* Document passage
|---|
0

Original file has multiple columns but there are lots of blanks and I want to rearrange so that there is one nice column with info. Starting with 910 rows, 51 cols (newFile df) -> Want 910+x rows, 3 cols (final df) final df has 910 rows.

newFile sample

for i in range (0,len(newFile)):
    for j in range (0,48):
        if (pd.notnull(newFile.iloc[i,3+j])):
            final=final.append(newFile.iloc[[i],[0,1,3+j]], ignore_index=True)

I have this piece of code to go through newFile and if 3+j column is not null, to copy columns 0,1,3+j to a new row. I tried append() but it adds not only rows but a bunch of columns with NaNs again (like the original file).

Any suggestions?!

Sumin Ahn
  • 1
  • 1

1 Answers1

0

Your problem is that you are using a DataFrame and keeping column names, so adding a new columns with a value will fill the new column with NaN for the rest of the dataframe.
|---|
* Given material
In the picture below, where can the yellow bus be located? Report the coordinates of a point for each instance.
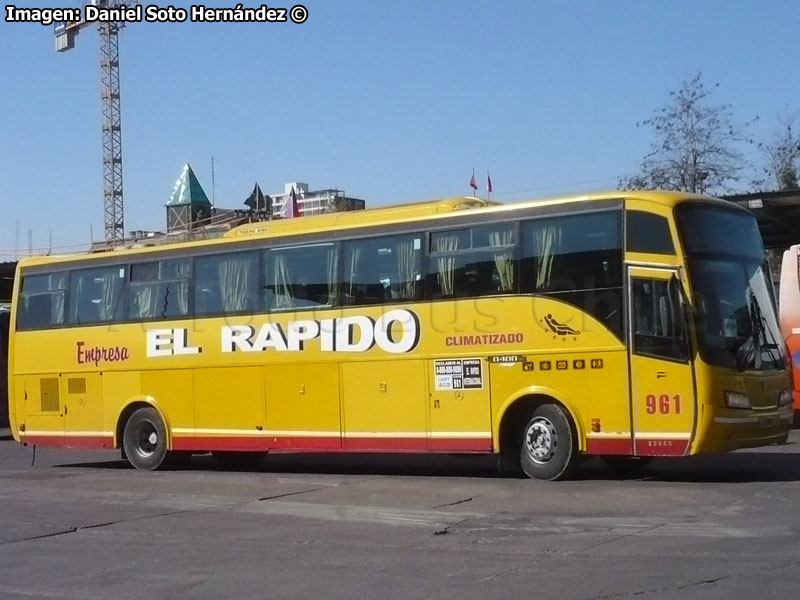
(626, 324)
|---|
* What to work on
(A) In the pandas forum thread, how many rows and columns does the starting DataFrame have?
(B) Pick up the pandas forum thread after its last sentence and keep writing it.
The material has nothing to do with the pandas forum thread.

* Responses in order
(A) 910 rows and 51 columns.

(B)
Plus your code is really inefficient given the double for loop. Here is my solution using melt()

#creating example df
df = pd.DataFrame(numpy.random.randint(0,100,size=(100, 51)), columns=list('abcdefghijklmnopqrstuvwxyzABCDEFGHIJKLMNOPQRSTUVWXY'))
#reconstructing df as long version, keeping columns from index 0 to index 3
df = df.melt(id_vars=df.columns[0:2])
#dropping the values that are null
df.dropna(subset=['value'],inplace=True)
#here if you want to keep the information about which column the value is coming from you stop here, otherwise you do 
df.drop(inplace=True,['variable'],axis=1)
print(df)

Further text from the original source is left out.